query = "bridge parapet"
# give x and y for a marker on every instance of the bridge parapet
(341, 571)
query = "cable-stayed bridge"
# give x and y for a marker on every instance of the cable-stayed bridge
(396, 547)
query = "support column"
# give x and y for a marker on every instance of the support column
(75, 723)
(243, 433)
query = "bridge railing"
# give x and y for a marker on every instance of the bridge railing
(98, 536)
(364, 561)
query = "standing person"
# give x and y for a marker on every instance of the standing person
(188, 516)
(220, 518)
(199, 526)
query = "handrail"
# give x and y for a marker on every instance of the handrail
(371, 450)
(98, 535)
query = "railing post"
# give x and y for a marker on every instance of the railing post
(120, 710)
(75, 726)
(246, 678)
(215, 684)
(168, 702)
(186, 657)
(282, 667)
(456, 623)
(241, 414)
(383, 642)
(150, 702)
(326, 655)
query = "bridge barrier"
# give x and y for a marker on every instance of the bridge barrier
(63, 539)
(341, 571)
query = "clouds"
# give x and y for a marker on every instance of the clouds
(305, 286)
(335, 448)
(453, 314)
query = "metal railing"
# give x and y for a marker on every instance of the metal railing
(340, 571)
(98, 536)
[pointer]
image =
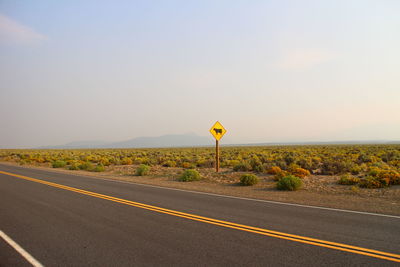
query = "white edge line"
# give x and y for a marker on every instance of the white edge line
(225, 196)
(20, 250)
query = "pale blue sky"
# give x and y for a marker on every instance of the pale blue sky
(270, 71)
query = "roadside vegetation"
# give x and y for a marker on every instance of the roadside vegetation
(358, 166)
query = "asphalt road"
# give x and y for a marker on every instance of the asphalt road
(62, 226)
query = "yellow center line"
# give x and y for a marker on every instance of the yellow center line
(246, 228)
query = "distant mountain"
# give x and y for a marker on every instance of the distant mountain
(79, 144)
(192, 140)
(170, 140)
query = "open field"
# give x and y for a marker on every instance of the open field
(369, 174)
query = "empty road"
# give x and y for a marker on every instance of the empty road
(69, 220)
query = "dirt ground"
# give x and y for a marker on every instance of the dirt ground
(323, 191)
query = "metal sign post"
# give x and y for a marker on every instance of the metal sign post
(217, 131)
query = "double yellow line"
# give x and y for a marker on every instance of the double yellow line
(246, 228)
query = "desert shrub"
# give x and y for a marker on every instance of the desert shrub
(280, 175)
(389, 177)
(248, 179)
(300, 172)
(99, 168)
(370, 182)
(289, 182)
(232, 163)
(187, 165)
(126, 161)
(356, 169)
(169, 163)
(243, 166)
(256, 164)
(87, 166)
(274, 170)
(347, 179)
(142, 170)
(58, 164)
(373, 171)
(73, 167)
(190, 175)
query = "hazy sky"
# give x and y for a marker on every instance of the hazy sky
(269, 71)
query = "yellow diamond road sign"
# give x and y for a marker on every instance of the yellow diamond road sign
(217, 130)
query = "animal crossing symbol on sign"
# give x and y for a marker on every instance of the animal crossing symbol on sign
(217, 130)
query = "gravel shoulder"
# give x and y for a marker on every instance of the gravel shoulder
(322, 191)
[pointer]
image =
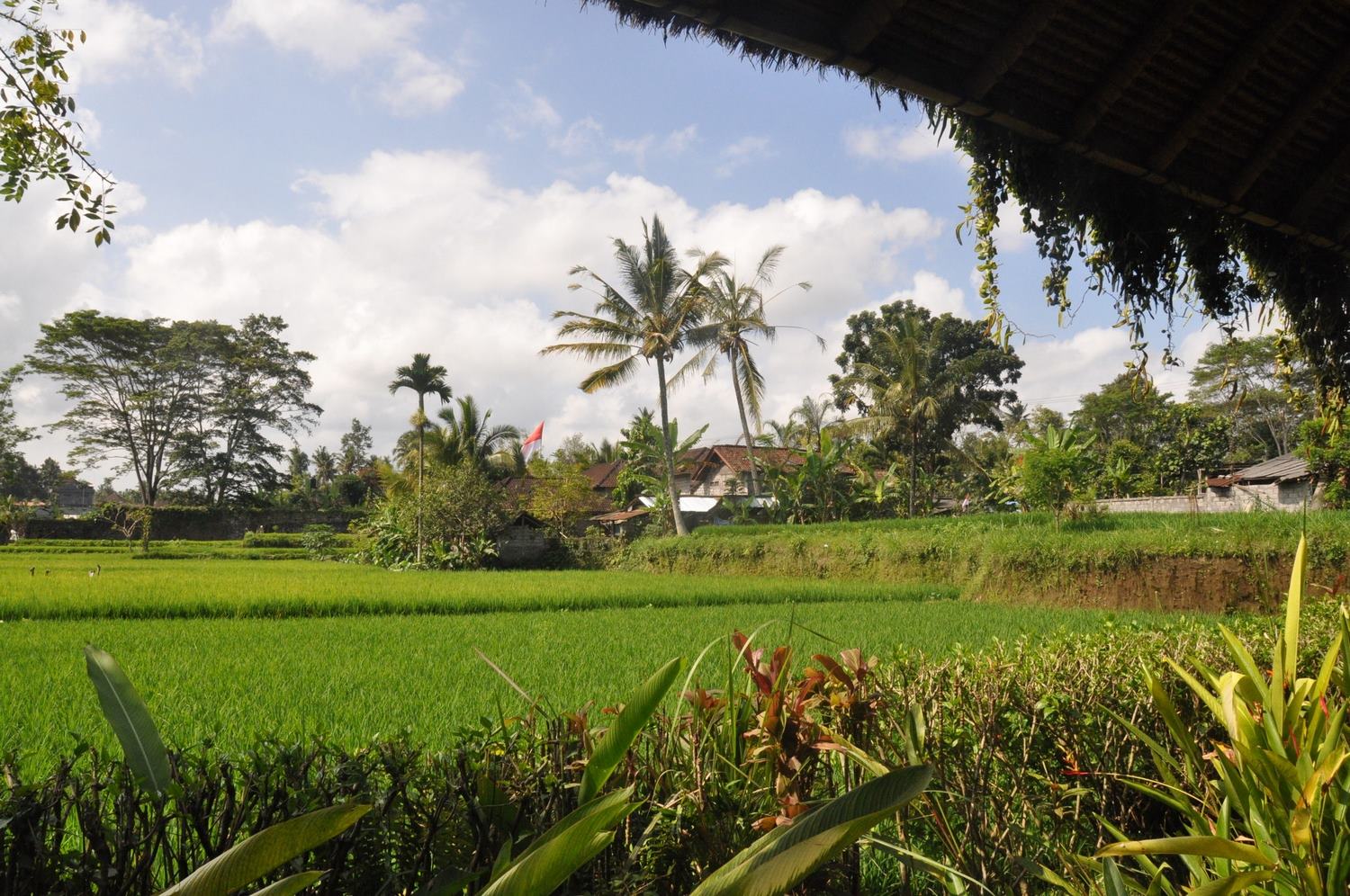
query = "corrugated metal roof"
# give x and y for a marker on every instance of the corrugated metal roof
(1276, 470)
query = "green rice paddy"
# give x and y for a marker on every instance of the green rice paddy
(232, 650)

[Set exercise]
Copy the entries above faithfully and omit every image.

[Task solution]
query = "bridge parapet"
# give x and y for a marker on every instance of the bridge parapet
(341, 571)
query = "cable-stayed bridge"
# give x and y for a marker on every instance of the cable-stayed bridge
(396, 547)
query = "support column"
# give x and y for a marker on every instance of the support column
(75, 723)
(243, 433)
query = "bridge railing"
# give x and y for a marker on every instance of the bridge railing
(98, 536)
(364, 561)
query = "standing person"
# give x and y for a marker on every instance of the standing person
(188, 516)
(220, 518)
(199, 526)
query = "handrail"
# give x and y for a marker on every instance of the handrail
(371, 450)
(98, 535)
query = "railing post"
# give x and y for a marker on every instance of the railing post
(120, 710)
(75, 726)
(246, 678)
(215, 684)
(168, 702)
(186, 657)
(282, 667)
(456, 623)
(241, 414)
(383, 642)
(150, 702)
(326, 655)
query = "bridge barrier"
# give x and y for a marker on every instance of the bridge barrier
(63, 539)
(341, 571)
query = "clouds"
# give x and y for a marker on every instance of the clouds
(305, 286)
(335, 448)
(453, 314)
query = "metal railing"
# give x and y for a marker on every instance of the metal railing
(340, 571)
(98, 536)
[pointer]
image =
query = "white edge line"
# give x and y for a marker on every instance of the white edge line
(225, 196)
(20, 250)
query = "pale blue sky"
# give x and y for a marker on every instance of the pale blue sky
(270, 71)
query = "roadside vegetation"
# give x and y for a marker on every instance of the roadside vegetation
(358, 166)
query = "asphalt road"
# give x and y for a marker on every instance of the asphalt road
(62, 226)
query = "yellow center line"
# give x and y for a marker on every instance of the yellow center line
(246, 228)
query = "distant mountain"
# give x and y for a marker on every instance of the distant mountain
(79, 144)
(192, 140)
(170, 140)
query = "open field"
# give x and y for a marker on every instance of the open field
(369, 174)
query = "empty road"
# give x and y for a marker on every instance of the empty road
(69, 220)
query = "dirt ground"
# give x and y for a marker on every instance of the dirt ground
(323, 191)
query = "metal sign post"
# give x and y for a marker on every instance of the metal sign post
(217, 131)
query = "double yellow line"
# give x and y for a marker on every instance of the double yellow line
(246, 228)
query = "desert shrub"
# give x and y for a marker on every instance of the desert shrub
(280, 175)
(389, 177)
(248, 179)
(300, 172)
(99, 168)
(370, 182)
(289, 182)
(232, 163)
(187, 165)
(126, 161)
(356, 169)
(169, 163)
(243, 166)
(256, 164)
(87, 166)
(274, 170)
(347, 179)
(142, 170)
(58, 164)
(373, 171)
(73, 167)
(190, 175)
query = "hazy sky"
# give x and y for a marker on every instance of the hazy sky
(269, 71)
query = "yellow diamond road sign"
# give x and y for a marker on every instance of the yellow diamond road sign
(217, 130)
query = "animal crossing symbol on sign"
# give x and y for a marker on every instance of the animal crossing symbol on sign
(217, 130)
query = "gravel shoulder"
# give x and y for a marker on every instance of the gravel shoulder
(322, 191)
[pointer]
image =
query = "corrugated metal roof"
# give x and y for a marker on every instance of the corrugated metal roof
(1276, 470)
query = "green rice paddy"
# give x and y for a marker on every instance of the green rice paddy
(232, 650)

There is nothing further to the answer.